### PROBLEM DESCRIPTION
The required result is each line of the entries below containing the string "positive".

### Records from a collection
____

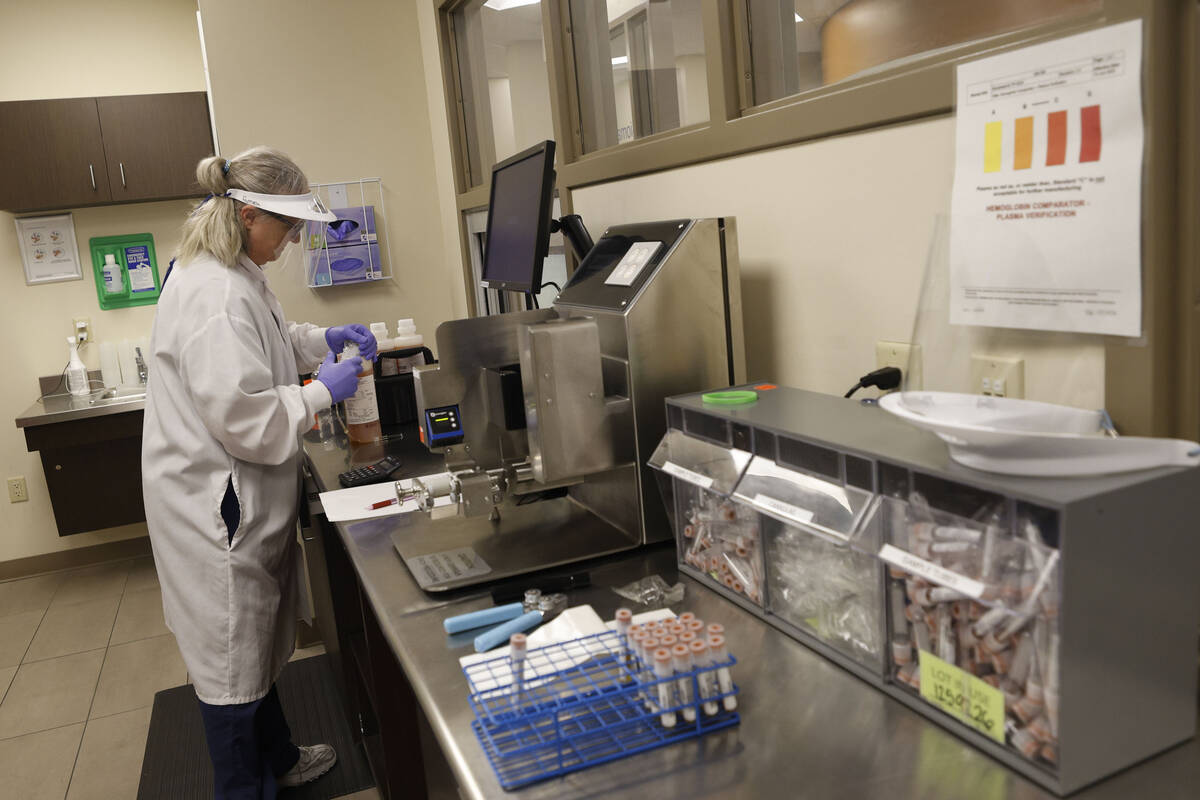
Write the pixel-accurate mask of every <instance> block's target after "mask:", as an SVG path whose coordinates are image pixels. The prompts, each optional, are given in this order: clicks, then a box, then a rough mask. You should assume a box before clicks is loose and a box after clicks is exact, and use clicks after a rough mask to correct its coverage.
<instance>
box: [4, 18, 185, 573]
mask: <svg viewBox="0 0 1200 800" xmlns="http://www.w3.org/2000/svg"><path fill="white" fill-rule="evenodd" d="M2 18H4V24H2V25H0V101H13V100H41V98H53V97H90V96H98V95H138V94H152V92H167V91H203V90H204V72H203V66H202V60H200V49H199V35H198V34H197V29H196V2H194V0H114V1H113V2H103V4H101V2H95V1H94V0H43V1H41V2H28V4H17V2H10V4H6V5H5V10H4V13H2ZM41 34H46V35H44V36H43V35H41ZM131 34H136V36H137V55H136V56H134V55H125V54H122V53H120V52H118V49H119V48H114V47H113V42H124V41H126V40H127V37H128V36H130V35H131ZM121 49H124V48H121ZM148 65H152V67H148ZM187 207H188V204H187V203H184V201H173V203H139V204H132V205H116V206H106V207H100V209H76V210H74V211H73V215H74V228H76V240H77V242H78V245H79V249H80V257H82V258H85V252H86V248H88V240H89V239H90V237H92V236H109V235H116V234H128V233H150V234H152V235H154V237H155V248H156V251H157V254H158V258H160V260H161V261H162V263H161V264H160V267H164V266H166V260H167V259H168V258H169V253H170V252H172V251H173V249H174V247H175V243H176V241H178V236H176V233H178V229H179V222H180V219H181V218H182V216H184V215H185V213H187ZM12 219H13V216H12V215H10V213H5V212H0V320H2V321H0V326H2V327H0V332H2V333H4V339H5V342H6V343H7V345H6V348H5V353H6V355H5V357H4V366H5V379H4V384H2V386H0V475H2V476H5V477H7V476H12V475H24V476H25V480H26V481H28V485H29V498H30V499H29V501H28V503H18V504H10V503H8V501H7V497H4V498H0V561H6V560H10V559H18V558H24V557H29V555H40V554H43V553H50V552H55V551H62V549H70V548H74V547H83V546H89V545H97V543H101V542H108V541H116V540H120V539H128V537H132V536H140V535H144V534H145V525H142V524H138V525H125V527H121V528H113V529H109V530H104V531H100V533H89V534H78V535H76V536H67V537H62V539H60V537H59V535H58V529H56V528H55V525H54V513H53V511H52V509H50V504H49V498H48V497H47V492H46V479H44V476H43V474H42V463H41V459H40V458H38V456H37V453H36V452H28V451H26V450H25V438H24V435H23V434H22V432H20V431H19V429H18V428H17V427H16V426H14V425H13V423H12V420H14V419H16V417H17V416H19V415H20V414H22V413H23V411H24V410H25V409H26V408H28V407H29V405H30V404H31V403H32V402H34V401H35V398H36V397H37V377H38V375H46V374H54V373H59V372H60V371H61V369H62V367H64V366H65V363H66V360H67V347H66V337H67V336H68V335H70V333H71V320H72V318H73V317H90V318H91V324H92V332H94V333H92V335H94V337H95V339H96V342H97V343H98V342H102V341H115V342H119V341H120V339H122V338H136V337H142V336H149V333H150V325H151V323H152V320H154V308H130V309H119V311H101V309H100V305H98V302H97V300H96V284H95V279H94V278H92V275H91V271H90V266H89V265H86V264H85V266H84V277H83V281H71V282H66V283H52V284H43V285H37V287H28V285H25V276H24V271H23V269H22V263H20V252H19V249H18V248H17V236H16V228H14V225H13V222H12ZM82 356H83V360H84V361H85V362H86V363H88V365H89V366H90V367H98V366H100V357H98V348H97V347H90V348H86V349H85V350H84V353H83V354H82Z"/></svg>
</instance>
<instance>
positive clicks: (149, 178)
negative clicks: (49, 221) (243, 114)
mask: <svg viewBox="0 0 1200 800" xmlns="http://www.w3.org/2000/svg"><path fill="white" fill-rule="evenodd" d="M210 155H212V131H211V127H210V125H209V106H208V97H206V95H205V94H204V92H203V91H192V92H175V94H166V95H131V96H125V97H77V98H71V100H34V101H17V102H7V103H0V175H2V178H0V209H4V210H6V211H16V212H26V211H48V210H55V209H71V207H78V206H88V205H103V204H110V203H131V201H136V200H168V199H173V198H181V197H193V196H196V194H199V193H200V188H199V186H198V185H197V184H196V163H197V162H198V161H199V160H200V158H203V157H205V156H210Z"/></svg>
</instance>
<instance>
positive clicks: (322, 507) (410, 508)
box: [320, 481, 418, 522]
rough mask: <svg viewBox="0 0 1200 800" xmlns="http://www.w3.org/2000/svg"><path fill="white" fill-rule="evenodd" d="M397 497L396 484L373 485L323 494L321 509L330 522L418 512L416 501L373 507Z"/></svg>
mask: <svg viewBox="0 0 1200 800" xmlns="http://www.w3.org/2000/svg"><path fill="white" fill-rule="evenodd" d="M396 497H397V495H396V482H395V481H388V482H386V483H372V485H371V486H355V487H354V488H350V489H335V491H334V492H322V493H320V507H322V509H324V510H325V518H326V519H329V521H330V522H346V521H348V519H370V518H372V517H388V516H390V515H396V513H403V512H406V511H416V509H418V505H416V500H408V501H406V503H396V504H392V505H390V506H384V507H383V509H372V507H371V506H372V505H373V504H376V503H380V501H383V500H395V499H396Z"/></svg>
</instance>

____

### ANSWER BOX
positive clicks: (149, 178)
positive clicks: (322, 507) (410, 508)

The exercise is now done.